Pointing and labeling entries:
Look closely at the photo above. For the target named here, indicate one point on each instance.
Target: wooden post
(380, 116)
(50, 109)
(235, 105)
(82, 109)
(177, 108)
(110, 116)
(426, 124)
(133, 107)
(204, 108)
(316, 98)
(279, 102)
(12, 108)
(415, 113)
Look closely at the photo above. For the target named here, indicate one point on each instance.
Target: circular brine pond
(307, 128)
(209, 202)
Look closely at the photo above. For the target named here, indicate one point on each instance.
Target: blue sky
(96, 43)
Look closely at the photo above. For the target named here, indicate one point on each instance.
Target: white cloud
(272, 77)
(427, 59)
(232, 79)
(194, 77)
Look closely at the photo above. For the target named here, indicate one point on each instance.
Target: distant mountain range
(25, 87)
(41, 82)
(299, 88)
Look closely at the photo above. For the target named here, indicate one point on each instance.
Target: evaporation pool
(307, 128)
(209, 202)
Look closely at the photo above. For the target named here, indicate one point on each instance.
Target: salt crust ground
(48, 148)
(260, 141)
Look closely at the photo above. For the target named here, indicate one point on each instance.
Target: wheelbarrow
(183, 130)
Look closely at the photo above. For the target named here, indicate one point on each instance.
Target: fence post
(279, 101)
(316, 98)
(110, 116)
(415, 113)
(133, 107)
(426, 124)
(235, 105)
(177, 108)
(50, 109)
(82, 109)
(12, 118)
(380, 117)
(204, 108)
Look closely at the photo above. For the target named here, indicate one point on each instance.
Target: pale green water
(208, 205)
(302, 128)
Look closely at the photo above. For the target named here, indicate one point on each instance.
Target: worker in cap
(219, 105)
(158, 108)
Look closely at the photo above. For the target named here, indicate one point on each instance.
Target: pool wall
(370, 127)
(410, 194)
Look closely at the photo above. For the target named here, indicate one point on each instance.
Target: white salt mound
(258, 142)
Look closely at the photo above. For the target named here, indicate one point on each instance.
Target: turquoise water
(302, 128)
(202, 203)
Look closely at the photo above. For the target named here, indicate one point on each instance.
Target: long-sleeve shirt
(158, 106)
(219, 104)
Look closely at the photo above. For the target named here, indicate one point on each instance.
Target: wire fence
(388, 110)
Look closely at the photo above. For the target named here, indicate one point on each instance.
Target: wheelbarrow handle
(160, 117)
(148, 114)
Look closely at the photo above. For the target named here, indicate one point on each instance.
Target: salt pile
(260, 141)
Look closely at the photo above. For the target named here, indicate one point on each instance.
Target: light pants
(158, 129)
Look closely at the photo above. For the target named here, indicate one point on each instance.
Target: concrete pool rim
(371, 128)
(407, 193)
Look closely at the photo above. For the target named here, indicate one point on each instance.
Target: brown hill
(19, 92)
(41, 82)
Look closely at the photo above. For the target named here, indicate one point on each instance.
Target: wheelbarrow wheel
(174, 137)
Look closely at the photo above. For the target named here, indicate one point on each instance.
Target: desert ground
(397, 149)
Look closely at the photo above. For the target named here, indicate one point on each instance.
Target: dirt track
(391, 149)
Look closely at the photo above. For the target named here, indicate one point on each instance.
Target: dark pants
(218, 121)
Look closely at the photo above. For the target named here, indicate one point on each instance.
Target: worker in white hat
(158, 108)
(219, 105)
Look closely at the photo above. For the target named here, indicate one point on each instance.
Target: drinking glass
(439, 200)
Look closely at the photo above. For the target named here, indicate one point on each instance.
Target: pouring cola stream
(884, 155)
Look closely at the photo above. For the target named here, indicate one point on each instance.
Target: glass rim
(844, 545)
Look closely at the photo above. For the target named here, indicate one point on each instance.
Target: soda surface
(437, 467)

Written exercise
Copy all the records above precisely.

Exercise result
Look closely at the photo above. For the target named here, indicate one point on each instance.
Target: wooden post
(380, 116)
(50, 109)
(235, 105)
(82, 109)
(177, 108)
(110, 116)
(426, 124)
(133, 107)
(204, 108)
(316, 98)
(279, 102)
(12, 108)
(415, 113)
Look closely at the photo above. For the target named here, indicate one point on each instance.
Target: circular brine pond
(307, 128)
(209, 202)
Look closely at the photo above. For the target named here, indicate one point on each instance.
Target: blue sky
(96, 43)
Look closely at the photo above. For the target named here, indicate one point on each instance.
Target: white cloud
(272, 77)
(427, 59)
(232, 79)
(194, 77)
Look closely at the photo above. For the target named here, indicate one point on each instance.
Target: distant mountain range
(25, 87)
(41, 82)
(299, 88)
Look closely at the photo above. For the target named here, indicate one point on each instance.
Target: evaporation pool
(307, 128)
(209, 202)
Look closely at the photo above. For the target named here, indicate one point on each instance.
Target: salt crust ground
(48, 148)
(260, 141)
Look closely at the photo above. For the target named here, indicate one point on each instance.
Target: wheelbarrow
(183, 130)
Look closely at the photo above. For the target named here, indicate one point on each instance.
Target: fence post
(279, 101)
(316, 98)
(110, 116)
(415, 113)
(133, 107)
(426, 124)
(235, 105)
(177, 108)
(50, 109)
(82, 109)
(12, 118)
(380, 117)
(204, 108)
Look closely at the photo above. For the target named here, indicate one point on each instance.
Target: pale green water
(208, 205)
(302, 128)
Look closely at the photo above. For the target named here, indicate one point on each instance.
Target: worker in cap
(219, 105)
(158, 108)
Look closely at the photo above. For the target named here, indicate one point on each instance.
Target: pool wall
(370, 127)
(410, 194)
Look closely at the photo above. For the target named here, indicate one point on each instance.
Target: white salt mound
(258, 142)
Look closely at the photo above. For the target named here, indicate one point on each instance.
Target: turquoise water
(302, 128)
(202, 203)
Look closely at the photo above. For the target named here, indicate one point on each instance.
Target: long-sleeve shirt
(158, 106)
(219, 104)
Look closely at the photo above. For the target named here, indicate one point on each instance.
Target: wire fence
(388, 110)
Look closely at the photo above. For the target named here, indicate one point on each instance.
Target: wheelbarrow handle
(160, 117)
(148, 114)
Look closely at the photo above. For the target named here, indicate one point on each instance.
Target: salt pile
(260, 141)
Look closely at the photo above. For the target named here, indicate one point on each instance.
Target: light pants
(158, 129)
Look closely at the photo above. For the target named here, indicate one point on each instance.
Target: concrete pool rim
(371, 128)
(407, 193)
Look closely at the photo above. For the target named here, indicate one point on each instance.
Target: brown hill
(19, 92)
(41, 82)
Look closely at the photo above. For the target named here, indicate one point on each instance.
Target: wheelbarrow wheel
(174, 137)
Look closely at the photo above. For the target named here, indicate one point on each instance.
Target: desert ground
(397, 149)
Look closely at the photo above. For the target named here, indicate one point on each instance.
Target: dirt track
(391, 149)
Look closely at the photo above. For the target named here, indicate one point on each instance.
Target: dark pants
(218, 121)
Look closely at the photo above. For the target named here, indicate one point on each instance.
Target: worker in white hat
(158, 108)
(219, 105)
Look closely at the photo above. For the target named here, indicate one point on each instance.
Target: drinking glass
(439, 200)
Look closely at the photo above. For the target named here, indicate one point on each instance.
Target: pouring cola stream
(884, 155)
Look closely at the photo above. For the target named here, indicate one point on each instance.
Target: glass rim
(844, 545)
Look closely at the photo above. For the target named here, indicate one point on each instance.
Target: soda surface
(437, 467)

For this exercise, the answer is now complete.